Segment Start: DATA SUPPLIED

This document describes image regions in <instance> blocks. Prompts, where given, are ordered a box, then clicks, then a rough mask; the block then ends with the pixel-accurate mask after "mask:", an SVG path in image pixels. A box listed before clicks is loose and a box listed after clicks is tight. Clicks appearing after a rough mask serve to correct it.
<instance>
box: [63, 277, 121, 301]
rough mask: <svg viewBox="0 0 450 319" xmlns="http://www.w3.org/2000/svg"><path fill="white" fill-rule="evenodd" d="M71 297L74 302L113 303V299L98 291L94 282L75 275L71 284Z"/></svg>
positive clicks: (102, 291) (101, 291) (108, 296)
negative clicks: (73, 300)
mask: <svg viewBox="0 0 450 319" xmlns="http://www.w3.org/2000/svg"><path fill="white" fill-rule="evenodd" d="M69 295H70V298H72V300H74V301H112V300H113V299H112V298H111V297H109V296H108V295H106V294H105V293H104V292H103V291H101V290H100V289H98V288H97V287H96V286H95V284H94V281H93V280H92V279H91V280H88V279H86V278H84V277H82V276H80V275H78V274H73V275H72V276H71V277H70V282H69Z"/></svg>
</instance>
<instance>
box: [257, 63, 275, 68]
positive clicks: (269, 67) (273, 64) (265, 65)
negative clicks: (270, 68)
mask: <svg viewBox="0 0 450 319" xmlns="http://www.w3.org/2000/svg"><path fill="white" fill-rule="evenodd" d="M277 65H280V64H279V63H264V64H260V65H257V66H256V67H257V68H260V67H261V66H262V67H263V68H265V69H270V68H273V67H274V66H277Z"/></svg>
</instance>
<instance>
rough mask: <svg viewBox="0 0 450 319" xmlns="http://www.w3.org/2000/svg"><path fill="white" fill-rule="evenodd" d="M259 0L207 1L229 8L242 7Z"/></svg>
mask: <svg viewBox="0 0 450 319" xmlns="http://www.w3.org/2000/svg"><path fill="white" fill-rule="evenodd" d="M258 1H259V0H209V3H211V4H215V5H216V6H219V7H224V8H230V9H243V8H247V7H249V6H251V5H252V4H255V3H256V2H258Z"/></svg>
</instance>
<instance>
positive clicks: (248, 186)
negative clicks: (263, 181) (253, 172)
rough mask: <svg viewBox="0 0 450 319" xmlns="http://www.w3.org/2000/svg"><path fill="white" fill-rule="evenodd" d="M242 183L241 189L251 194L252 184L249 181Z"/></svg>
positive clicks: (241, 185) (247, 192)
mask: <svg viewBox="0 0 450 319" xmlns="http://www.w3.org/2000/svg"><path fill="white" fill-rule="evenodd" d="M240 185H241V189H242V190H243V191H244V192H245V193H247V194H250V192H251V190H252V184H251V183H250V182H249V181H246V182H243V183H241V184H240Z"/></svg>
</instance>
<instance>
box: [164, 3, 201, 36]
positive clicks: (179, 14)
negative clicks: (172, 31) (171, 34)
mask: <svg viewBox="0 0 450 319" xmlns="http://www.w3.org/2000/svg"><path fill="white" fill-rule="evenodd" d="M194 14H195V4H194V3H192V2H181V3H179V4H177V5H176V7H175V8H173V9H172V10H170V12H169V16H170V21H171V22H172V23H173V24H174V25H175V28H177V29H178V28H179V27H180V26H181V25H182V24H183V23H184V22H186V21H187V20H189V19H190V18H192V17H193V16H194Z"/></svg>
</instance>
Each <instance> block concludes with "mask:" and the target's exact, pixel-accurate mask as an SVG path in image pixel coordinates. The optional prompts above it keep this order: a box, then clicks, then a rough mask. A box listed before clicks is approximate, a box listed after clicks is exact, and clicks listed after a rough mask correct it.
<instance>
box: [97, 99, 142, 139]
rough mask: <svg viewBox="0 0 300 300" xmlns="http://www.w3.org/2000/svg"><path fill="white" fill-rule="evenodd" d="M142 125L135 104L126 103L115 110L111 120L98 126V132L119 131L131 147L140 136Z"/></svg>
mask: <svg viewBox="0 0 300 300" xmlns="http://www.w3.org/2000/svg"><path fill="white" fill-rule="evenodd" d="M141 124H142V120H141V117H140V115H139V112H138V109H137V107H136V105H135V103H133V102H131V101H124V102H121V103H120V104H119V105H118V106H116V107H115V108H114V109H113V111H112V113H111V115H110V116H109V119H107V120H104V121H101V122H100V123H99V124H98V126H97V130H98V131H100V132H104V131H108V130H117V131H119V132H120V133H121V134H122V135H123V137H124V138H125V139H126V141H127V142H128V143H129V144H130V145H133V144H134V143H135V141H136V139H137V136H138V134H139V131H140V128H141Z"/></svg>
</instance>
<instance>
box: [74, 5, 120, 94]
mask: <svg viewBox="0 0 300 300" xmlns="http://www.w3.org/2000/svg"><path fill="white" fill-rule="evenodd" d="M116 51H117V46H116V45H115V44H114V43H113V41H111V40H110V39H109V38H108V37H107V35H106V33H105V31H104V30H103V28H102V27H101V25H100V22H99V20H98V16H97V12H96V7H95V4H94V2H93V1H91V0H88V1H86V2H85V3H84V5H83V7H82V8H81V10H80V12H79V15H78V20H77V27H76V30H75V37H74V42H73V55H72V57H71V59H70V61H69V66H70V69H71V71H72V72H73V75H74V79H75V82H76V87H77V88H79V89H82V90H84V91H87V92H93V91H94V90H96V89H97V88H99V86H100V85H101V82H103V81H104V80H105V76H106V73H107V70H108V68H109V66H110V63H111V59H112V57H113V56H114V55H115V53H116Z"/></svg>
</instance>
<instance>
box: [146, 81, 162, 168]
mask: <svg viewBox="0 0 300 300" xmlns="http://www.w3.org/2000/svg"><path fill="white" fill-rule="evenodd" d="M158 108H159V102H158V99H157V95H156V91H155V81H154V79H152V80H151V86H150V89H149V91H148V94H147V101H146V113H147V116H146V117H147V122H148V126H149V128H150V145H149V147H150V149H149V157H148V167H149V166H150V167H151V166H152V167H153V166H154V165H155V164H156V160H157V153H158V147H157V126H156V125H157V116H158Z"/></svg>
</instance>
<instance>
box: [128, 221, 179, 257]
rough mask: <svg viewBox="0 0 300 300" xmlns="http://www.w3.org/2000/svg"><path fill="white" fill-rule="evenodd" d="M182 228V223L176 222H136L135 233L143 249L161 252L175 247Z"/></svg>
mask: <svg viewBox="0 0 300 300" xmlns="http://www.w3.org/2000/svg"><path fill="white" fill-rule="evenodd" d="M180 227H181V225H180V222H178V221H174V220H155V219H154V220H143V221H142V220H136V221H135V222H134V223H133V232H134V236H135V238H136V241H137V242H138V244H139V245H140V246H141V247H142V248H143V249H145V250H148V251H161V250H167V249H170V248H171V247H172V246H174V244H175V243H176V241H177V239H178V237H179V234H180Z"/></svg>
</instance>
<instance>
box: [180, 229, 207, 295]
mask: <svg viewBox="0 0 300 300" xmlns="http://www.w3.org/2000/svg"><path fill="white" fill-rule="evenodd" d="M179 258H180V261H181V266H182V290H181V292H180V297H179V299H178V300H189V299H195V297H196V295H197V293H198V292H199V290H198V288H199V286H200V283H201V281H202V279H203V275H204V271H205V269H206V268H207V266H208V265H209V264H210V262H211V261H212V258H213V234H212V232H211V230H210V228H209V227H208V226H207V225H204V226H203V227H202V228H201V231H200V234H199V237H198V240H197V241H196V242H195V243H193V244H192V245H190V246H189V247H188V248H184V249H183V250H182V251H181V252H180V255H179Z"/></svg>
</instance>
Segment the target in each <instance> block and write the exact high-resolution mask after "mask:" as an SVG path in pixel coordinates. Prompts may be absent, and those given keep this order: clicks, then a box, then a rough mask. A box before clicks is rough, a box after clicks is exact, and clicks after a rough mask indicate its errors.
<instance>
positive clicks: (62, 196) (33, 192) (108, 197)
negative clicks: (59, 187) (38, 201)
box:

Segment End: DATA SUPPLIED

YOUR GOAL
A faithful, word-for-word transcription of the data above is required.

OUTPUT BELOW
This document describes image regions in <instance> blocks. Prompts, where given, are ordered a box, then clicks, then a rough mask; the block then ends with the pixel-accurate mask after "mask:", an SVG path in image pixels. A box listed before clicks is loose and a box listed after clicks is tight. Clicks appearing after a rough mask serve to correct it.
<instance>
box: [63, 277, 121, 301]
rough mask: <svg viewBox="0 0 450 319" xmlns="http://www.w3.org/2000/svg"><path fill="white" fill-rule="evenodd" d="M71 297L74 302L113 303V299L98 291L94 282L75 275L71 284Z"/></svg>
positive clicks: (102, 291) (101, 291) (108, 296)
negative clicks: (73, 300)
mask: <svg viewBox="0 0 450 319" xmlns="http://www.w3.org/2000/svg"><path fill="white" fill-rule="evenodd" d="M69 295H70V298H72V300H74V301H112V300H113V299H112V298H111V297H109V296H108V295H106V294H105V293H104V292H103V291H101V290H100V289H98V288H97V287H96V286H95V284H94V281H93V280H92V279H91V280H88V279H86V278H84V277H82V276H80V275H78V274H73V275H72V276H71V277H70V282H69Z"/></svg>
</instance>
<instance>
box: [257, 63, 275, 68]
positive clicks: (269, 67) (273, 64) (265, 65)
negative clicks: (270, 68)
mask: <svg viewBox="0 0 450 319" xmlns="http://www.w3.org/2000/svg"><path fill="white" fill-rule="evenodd" d="M277 65H280V64H279V63H264V64H260V65H257V66H256V67H257V68H260V67H261V66H262V67H263V68H265V69H270V68H273V67H274V66H277Z"/></svg>
</instance>
<instance>
rough mask: <svg viewBox="0 0 450 319" xmlns="http://www.w3.org/2000/svg"><path fill="white" fill-rule="evenodd" d="M259 0L207 1L229 8L242 7Z"/></svg>
mask: <svg viewBox="0 0 450 319" xmlns="http://www.w3.org/2000/svg"><path fill="white" fill-rule="evenodd" d="M258 1H259V0H209V3H211V4H215V5H216V6H219V7H224V8H230V9H243V8H247V7H249V6H251V5H252V4H255V3H256V2H258Z"/></svg>
</instance>
<instance>
positive clicks: (248, 186)
negative clicks: (263, 181) (253, 172)
rough mask: <svg viewBox="0 0 450 319" xmlns="http://www.w3.org/2000/svg"><path fill="white" fill-rule="evenodd" d="M242 183L241 189L251 194L252 184L249 181Z"/></svg>
positive clicks: (241, 185) (247, 192)
mask: <svg viewBox="0 0 450 319" xmlns="http://www.w3.org/2000/svg"><path fill="white" fill-rule="evenodd" d="M240 185H241V189H242V190H243V191H244V192H245V193H247V194H250V192H251V190H252V184H251V183H250V182H249V181H246V182H243V183H241V184H240Z"/></svg>
</instance>
<instance>
box: [164, 3, 201, 36]
positive clicks: (179, 14)
negative clicks: (172, 31) (171, 34)
mask: <svg viewBox="0 0 450 319" xmlns="http://www.w3.org/2000/svg"><path fill="white" fill-rule="evenodd" d="M194 14H195V4H194V3H192V2H181V3H179V4H177V5H176V7H175V8H173V9H172V10H170V12H169V16H170V21H171V22H172V23H173V24H174V25H175V28H177V29H178V28H179V27H180V26H181V25H182V24H183V23H184V22H186V21H187V20H189V19H190V18H192V17H193V16H194Z"/></svg>
</instance>
Each <instance> block concludes with "mask:" and the target's exact, pixel-accurate mask as an SVG path in image pixel coordinates. The optional prompts above it keep this order: a box, then clicks, then a rough mask. A box listed before clicks is approximate, a box listed after clicks is exact, and clicks listed after a rough mask correct it.
<instance>
box: [97, 99, 142, 139]
rough mask: <svg viewBox="0 0 300 300" xmlns="http://www.w3.org/2000/svg"><path fill="white" fill-rule="evenodd" d="M142 125L135 104L126 103L115 110L111 120L98 126V132L119 131L131 147L140 136Z"/></svg>
mask: <svg viewBox="0 0 300 300" xmlns="http://www.w3.org/2000/svg"><path fill="white" fill-rule="evenodd" d="M141 124H142V120H141V117H140V115H139V112H138V109H137V107H136V105H135V103H133V102H131V101H124V102H121V103H120V104H119V105H118V106H116V107H115V108H114V109H113V111H112V113H111V115H110V116H109V119H107V120H104V121H101V122H100V123H99V124H98V126H97V130H98V131H100V132H104V131H108V130H117V131H119V132H120V133H121V134H122V135H123V137H124V138H125V139H126V141H127V142H128V143H129V144H130V145H133V144H134V143H135V141H136V139H137V136H138V134H139V131H140V128H141Z"/></svg>
</instance>
<instance>
box: [74, 5, 120, 94]
mask: <svg viewBox="0 0 300 300" xmlns="http://www.w3.org/2000/svg"><path fill="white" fill-rule="evenodd" d="M116 51H117V46H116V45H115V44H114V43H113V41H111V40H110V39H109V38H108V37H107V35H106V33H105V31H104V30H103V28H102V27H101V25H100V22H99V20H98V16H97V12H96V7H95V4H94V2H93V1H91V0H88V1H86V2H85V3H84V5H83V7H82V8H81V10H80V12H79V15H78V20H77V27H76V30H75V37H74V42H73V55H72V57H71V59H70V61H69V66H70V69H71V71H72V72H73V75H74V79H75V82H76V87H77V88H79V89H82V90H84V91H87V92H93V91H94V90H96V89H97V88H99V86H100V85H101V82H103V81H104V80H105V76H106V73H107V70H108V68H109V66H110V63H111V59H112V57H113V56H114V55H115V53H116Z"/></svg>
</instance>
<instance>
box: [146, 81, 162, 168]
mask: <svg viewBox="0 0 300 300" xmlns="http://www.w3.org/2000/svg"><path fill="white" fill-rule="evenodd" d="M158 108H159V102H158V99H157V95H156V91H155V81H154V79H152V80H151V86H150V89H149V91H148V94H147V101H146V113H147V116H146V117H147V122H148V126H149V128H150V145H149V147H150V149H149V157H148V167H149V166H150V167H151V166H152V167H153V166H154V165H155V164H156V160H157V153H158V147H157V126H156V125H157V116H158Z"/></svg>
</instance>
<instance>
box: [128, 221, 179, 257]
rough mask: <svg viewBox="0 0 300 300" xmlns="http://www.w3.org/2000/svg"><path fill="white" fill-rule="evenodd" d="M182 228V223L176 222H136L135 233L143 249L161 252L175 247Z"/></svg>
mask: <svg viewBox="0 0 300 300" xmlns="http://www.w3.org/2000/svg"><path fill="white" fill-rule="evenodd" d="M180 227H181V225H180V222H178V221H174V220H155V219H154V220H143V221H142V220H136V221H135V222H134V223H133V232H134V236H135V238H136V241H137V242H138V244H139V245H140V246H141V247H142V248H143V249H145V250H148V251H161V250H167V249H170V248H171V247H172V246H174V244H175V243H176V241H177V239H178V237H179V234H180Z"/></svg>
</instance>
<instance>
box: [180, 229, 207, 295]
mask: <svg viewBox="0 0 300 300" xmlns="http://www.w3.org/2000/svg"><path fill="white" fill-rule="evenodd" d="M179 258H180V261H181V266H182V290H181V292H180V297H179V299H178V300H189V299H195V297H196V295H197V293H198V292H199V290H198V288H199V286H200V283H201V281H202V279H203V275H204V271H205V269H206V268H207V266H208V265H209V264H210V262H211V261H212V258H213V234H212V232H211V230H210V228H209V227H208V226H207V225H204V226H203V227H202V228H201V231H200V234H199V237H198V240H197V241H196V242H195V243H193V244H192V245H190V246H189V247H188V248H184V249H183V250H182V251H181V252H180V255H179Z"/></svg>
</instance>
Segment the target in each <instance> block and write the exact high-resolution mask after "mask:" as an SVG path in pixel coordinates. Prompts may be absent, and those given keep this order: clicks, then a box, then a rough mask. A box before clicks is rough, a box after clicks is exact, and clicks after a rough mask indicate its errors.
<instance>
positive clicks: (62, 196) (33, 192) (108, 197)
negative clicks: (59, 187) (38, 201)
box:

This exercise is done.